BEGIN

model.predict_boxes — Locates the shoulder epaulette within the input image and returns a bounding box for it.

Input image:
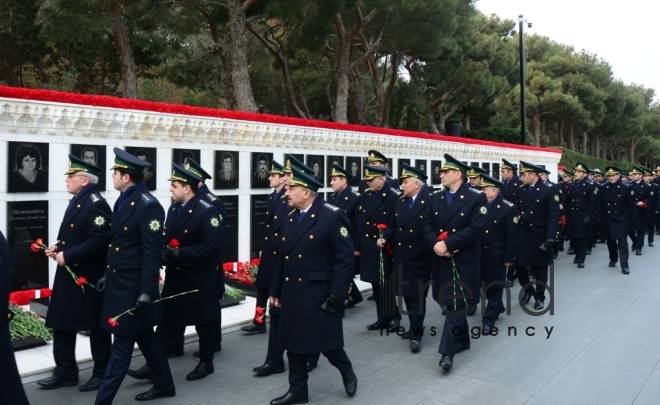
[140,193,158,204]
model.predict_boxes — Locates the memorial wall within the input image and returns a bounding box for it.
[0,86,561,290]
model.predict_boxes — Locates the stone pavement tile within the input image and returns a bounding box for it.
[526,372,638,405]
[633,390,660,405]
[430,376,532,405]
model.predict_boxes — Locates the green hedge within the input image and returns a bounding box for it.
[553,146,633,172]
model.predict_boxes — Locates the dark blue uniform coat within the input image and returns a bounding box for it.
[423,183,487,308]
[599,179,639,240]
[270,196,354,354]
[46,185,112,331]
[162,194,223,326]
[101,182,166,336]
[480,193,518,285]
[515,179,570,266]
[385,187,434,298]
[355,182,399,283]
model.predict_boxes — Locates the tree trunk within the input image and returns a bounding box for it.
[108,0,137,99]
[227,0,257,112]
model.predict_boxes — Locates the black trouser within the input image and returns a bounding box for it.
[403,294,429,342]
[53,328,112,379]
[481,284,504,326]
[438,310,470,358]
[286,348,353,396]
[607,238,630,269]
[95,328,174,405]
[159,322,218,360]
[573,238,591,263]
[266,307,284,366]
[516,266,548,301]
[628,231,644,250]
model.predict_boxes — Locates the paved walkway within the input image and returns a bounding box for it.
[25,244,660,405]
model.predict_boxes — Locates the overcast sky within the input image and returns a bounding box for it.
[477,0,660,100]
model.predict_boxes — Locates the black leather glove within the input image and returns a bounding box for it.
[135,293,151,310]
[96,276,105,291]
[321,295,344,314]
[161,247,179,265]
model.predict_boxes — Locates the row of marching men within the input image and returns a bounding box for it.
[557,162,660,274]
[31,148,226,404]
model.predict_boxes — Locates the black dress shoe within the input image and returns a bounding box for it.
[454,343,470,354]
[241,322,266,333]
[193,343,222,357]
[270,392,309,405]
[135,386,176,401]
[126,364,153,381]
[78,377,103,392]
[534,300,543,309]
[341,368,357,397]
[186,361,215,381]
[37,377,78,390]
[440,356,454,371]
[252,364,284,377]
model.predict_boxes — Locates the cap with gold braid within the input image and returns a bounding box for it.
[167,163,204,185]
[364,165,387,180]
[399,163,429,183]
[479,175,504,190]
[330,163,353,180]
[110,148,151,173]
[183,158,213,181]
[367,149,387,164]
[64,155,103,176]
[440,153,469,174]
[268,160,284,176]
[289,167,323,193]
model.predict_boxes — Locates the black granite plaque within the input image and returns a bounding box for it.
[126,146,158,191]
[70,144,106,191]
[220,195,238,262]
[7,201,49,291]
[250,194,268,260]
[7,142,48,193]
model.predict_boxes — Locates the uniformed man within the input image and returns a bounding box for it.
[355,165,401,332]
[515,161,559,310]
[241,160,289,334]
[96,148,176,404]
[500,159,520,287]
[600,166,639,274]
[0,232,29,405]
[564,162,598,269]
[479,176,518,335]
[327,164,363,308]
[270,168,357,405]
[628,166,655,256]
[423,154,488,371]
[378,164,431,353]
[358,150,399,194]
[37,155,112,391]
[467,166,488,191]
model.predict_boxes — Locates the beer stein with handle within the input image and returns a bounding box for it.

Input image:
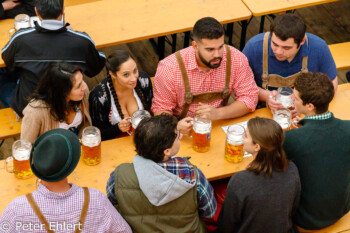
[225,125,245,163]
[6,140,33,179]
[192,115,211,153]
[273,108,292,131]
[276,87,293,110]
[9,14,31,38]
[81,126,101,166]
[129,110,151,135]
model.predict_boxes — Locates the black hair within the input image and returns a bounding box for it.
[193,17,224,40]
[35,0,63,19]
[106,50,149,119]
[270,14,306,48]
[29,63,82,121]
[134,113,177,163]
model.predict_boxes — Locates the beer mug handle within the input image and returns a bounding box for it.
[9,28,16,39]
[5,156,14,173]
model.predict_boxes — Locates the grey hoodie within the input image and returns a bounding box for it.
[133,155,196,206]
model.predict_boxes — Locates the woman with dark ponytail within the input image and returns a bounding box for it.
[89,50,153,140]
[217,117,301,233]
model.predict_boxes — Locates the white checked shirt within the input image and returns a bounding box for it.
[0,184,132,233]
[152,46,259,117]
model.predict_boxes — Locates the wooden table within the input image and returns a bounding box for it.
[0,84,350,213]
[0,0,251,67]
[242,0,338,33]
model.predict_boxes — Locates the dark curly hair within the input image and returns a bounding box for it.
[106,50,149,119]
[134,113,177,163]
[193,17,224,41]
[247,117,288,176]
[294,72,334,114]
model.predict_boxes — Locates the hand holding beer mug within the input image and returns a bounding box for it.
[192,115,211,153]
[273,108,292,131]
[81,126,101,166]
[6,140,33,179]
[9,14,31,37]
[276,87,293,110]
[130,110,151,135]
[225,125,245,163]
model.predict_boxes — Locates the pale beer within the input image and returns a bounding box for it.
[273,109,292,131]
[6,140,33,179]
[81,126,101,166]
[192,116,211,153]
[225,125,245,163]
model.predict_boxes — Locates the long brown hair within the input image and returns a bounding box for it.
[247,117,288,176]
[106,50,149,119]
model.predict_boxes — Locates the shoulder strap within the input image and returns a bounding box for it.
[26,193,54,233]
[261,32,270,89]
[222,45,232,106]
[301,34,309,73]
[75,187,90,233]
[175,51,193,119]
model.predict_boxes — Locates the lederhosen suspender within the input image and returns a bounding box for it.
[261,32,308,89]
[175,45,231,119]
[26,187,90,233]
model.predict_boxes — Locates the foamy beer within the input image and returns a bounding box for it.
[276,87,293,110]
[6,140,33,179]
[192,115,211,153]
[225,125,245,163]
[273,108,292,131]
[9,14,31,37]
[81,126,101,166]
[131,110,151,135]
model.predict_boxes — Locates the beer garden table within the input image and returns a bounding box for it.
[0,84,350,213]
[242,0,338,33]
[0,0,251,67]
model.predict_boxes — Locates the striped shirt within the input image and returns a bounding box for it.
[106,157,216,218]
[0,184,132,233]
[304,112,332,120]
[152,46,259,117]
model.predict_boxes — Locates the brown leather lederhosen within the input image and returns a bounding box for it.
[175,45,231,119]
[26,187,90,233]
[261,32,308,90]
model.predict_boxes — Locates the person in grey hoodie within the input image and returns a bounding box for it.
[107,114,216,233]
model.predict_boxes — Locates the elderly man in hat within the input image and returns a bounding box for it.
[0,129,131,232]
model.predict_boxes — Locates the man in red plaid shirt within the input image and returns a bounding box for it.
[152,17,258,132]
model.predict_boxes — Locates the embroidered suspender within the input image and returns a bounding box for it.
[261,32,308,90]
[175,45,231,119]
[26,187,90,233]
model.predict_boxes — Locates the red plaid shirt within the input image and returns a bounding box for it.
[152,46,259,117]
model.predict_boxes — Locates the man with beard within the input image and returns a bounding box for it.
[152,17,258,133]
[243,14,338,110]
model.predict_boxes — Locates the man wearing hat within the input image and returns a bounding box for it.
[0,129,131,232]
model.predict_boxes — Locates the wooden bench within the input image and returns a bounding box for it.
[0,108,21,140]
[298,212,350,233]
[328,42,350,70]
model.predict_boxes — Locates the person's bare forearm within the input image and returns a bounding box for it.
[212,100,252,120]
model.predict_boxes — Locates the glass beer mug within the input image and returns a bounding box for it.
[273,108,292,131]
[81,126,101,166]
[192,115,211,153]
[6,140,33,179]
[130,110,151,135]
[225,125,245,163]
[276,87,293,110]
[9,14,31,37]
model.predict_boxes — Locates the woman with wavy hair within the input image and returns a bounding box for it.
[21,63,91,143]
[89,50,153,140]
[218,117,300,233]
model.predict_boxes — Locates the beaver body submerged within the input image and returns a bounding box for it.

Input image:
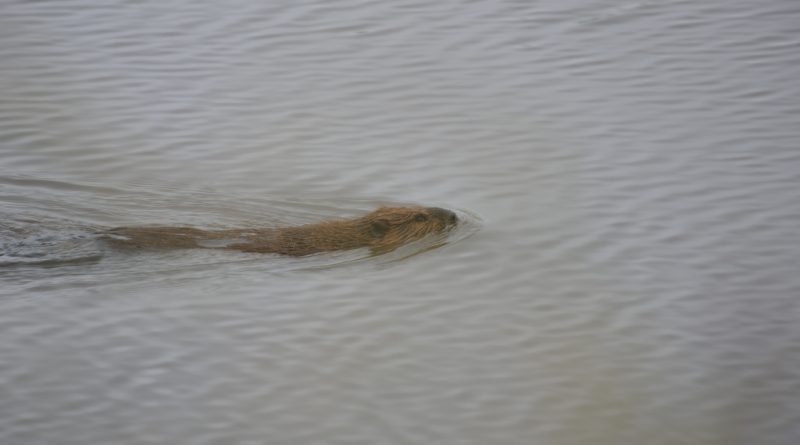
[104,207,458,256]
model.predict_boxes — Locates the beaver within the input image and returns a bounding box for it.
[103,207,458,256]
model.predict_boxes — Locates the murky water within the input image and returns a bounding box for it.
[0,0,800,445]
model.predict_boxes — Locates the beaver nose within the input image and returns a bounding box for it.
[428,207,458,224]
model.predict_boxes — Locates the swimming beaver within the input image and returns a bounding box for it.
[104,207,458,256]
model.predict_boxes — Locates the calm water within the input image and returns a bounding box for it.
[0,0,800,445]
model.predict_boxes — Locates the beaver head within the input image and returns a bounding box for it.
[360,207,458,251]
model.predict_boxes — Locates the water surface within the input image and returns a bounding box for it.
[0,0,800,445]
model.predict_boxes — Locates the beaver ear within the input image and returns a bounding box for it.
[369,219,389,238]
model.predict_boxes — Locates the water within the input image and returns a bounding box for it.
[0,0,800,445]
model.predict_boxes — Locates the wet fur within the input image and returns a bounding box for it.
[104,207,457,256]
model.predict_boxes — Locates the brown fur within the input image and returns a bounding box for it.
[105,207,457,256]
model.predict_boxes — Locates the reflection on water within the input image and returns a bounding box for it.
[0,0,800,445]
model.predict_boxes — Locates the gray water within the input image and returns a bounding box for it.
[0,0,800,445]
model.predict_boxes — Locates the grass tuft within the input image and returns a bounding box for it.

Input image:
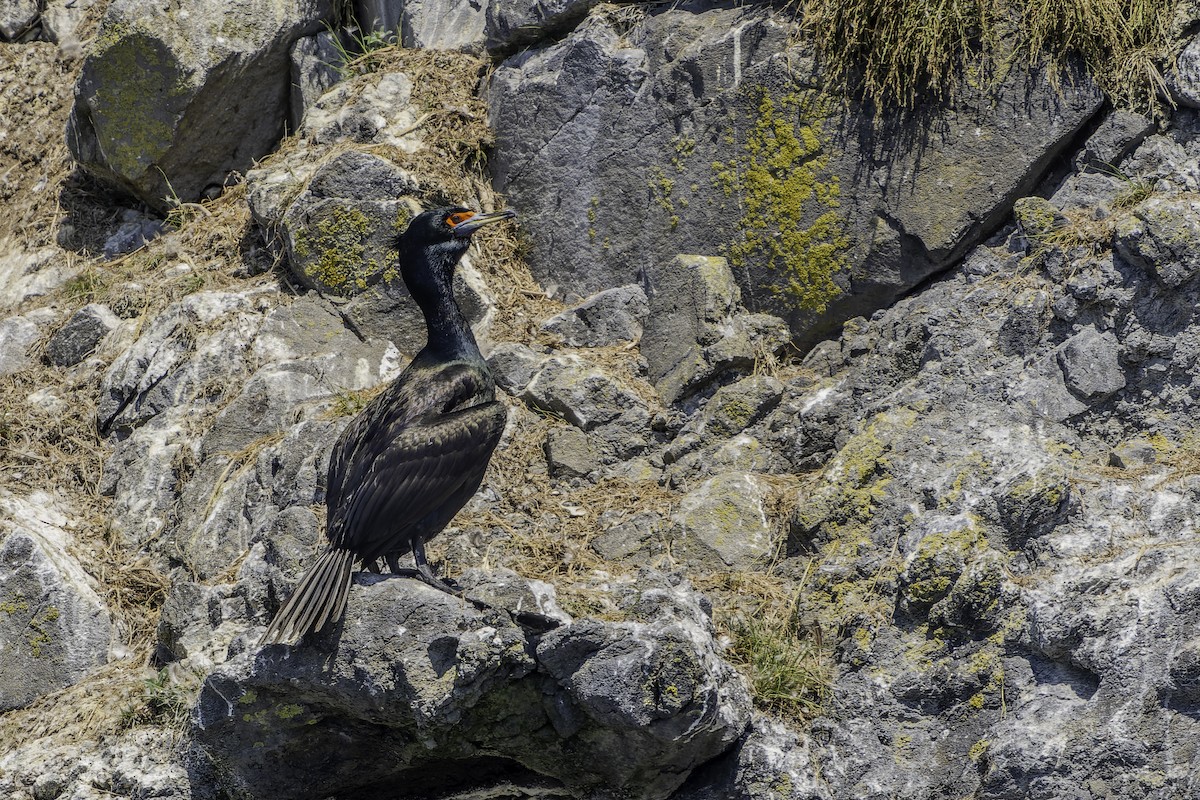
[793,0,1177,112]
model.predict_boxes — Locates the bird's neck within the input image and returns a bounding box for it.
[419,278,482,361]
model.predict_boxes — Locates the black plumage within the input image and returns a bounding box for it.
[259,206,516,644]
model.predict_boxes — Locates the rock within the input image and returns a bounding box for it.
[296,72,421,149]
[104,209,166,258]
[1109,439,1158,469]
[486,0,599,55]
[541,285,649,347]
[676,712,833,800]
[0,493,113,711]
[400,0,487,50]
[1013,197,1068,246]
[1163,36,1200,108]
[640,255,787,403]
[1075,110,1154,175]
[193,579,749,798]
[98,289,391,578]
[42,0,98,47]
[588,511,662,564]
[67,0,331,212]
[1112,197,1200,289]
[274,150,424,297]
[700,375,784,437]
[488,5,1103,347]
[1057,327,1126,403]
[0,308,58,377]
[46,303,121,367]
[671,473,775,570]
[0,0,38,42]
[546,427,599,477]
[487,342,547,395]
[521,355,649,431]
[288,30,346,131]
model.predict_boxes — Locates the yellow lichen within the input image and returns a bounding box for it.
[713,90,850,312]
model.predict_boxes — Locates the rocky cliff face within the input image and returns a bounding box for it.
[0,0,1200,800]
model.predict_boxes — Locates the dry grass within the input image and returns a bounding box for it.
[793,0,1177,110]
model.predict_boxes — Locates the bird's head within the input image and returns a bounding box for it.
[397,205,517,289]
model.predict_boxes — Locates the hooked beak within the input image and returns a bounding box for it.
[454,209,517,239]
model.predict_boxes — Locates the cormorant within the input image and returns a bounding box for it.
[259,206,516,644]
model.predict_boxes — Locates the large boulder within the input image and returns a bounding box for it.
[193,576,750,799]
[67,0,332,211]
[488,4,1102,344]
[0,493,113,711]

END

Copy the records word for word, from the line with "model.predict_boxes — Locates the black plumage" up to and including the final line of the records.

**Written reply**
model.predict_boxes — Locates the black plumage within the input image and returns a bounding box for it.
[259,206,516,644]
model.predict_boxes — Locates the rock within the input image and returns a bounding box for it.
[296,72,421,149]
[104,209,166,258]
[1109,439,1158,469]
[486,0,599,55]
[541,285,649,347]
[676,712,833,800]
[0,493,113,711]
[400,0,487,50]
[1013,197,1068,246]
[1163,36,1200,108]
[640,255,787,403]
[1075,110,1154,175]
[193,579,749,798]
[98,289,391,578]
[42,0,98,47]
[588,511,662,564]
[67,0,331,212]
[1112,197,1200,289]
[274,150,424,297]
[700,375,784,437]
[488,5,1103,347]
[1057,327,1126,403]
[0,308,58,377]
[46,303,121,367]
[671,473,775,570]
[0,0,38,42]
[546,427,599,477]
[487,342,547,395]
[521,355,649,431]
[288,30,346,131]
model.predict_boxes — Locates the yellow lichen within the input image and returns a bounding box for it.
[713,90,850,312]
model.predict_boxes — Locates the rocky cliff face within the input image and returns a bounding box for it.
[0,0,1200,800]
model.predict_boxes — Locates the dry grass within the input image and returns a bounding box for it.
[793,0,1177,110]
model.predict_boxes — Locates the bird's head within the input image and returns a bounding box for it.
[397,205,517,289]
model.predict_boxes — Locates the hooked beak within the input image and returns a bounding box for it.
[454,209,517,239]
model.predict_boxes — Locates the cormorant within the input image and returns a bounding box for it.
[259,206,516,644]
model.predict_boxes — Locates the large boulder within the input image and returns a bounding box for it.
[193,576,750,799]
[67,0,332,211]
[488,4,1102,344]
[0,493,113,711]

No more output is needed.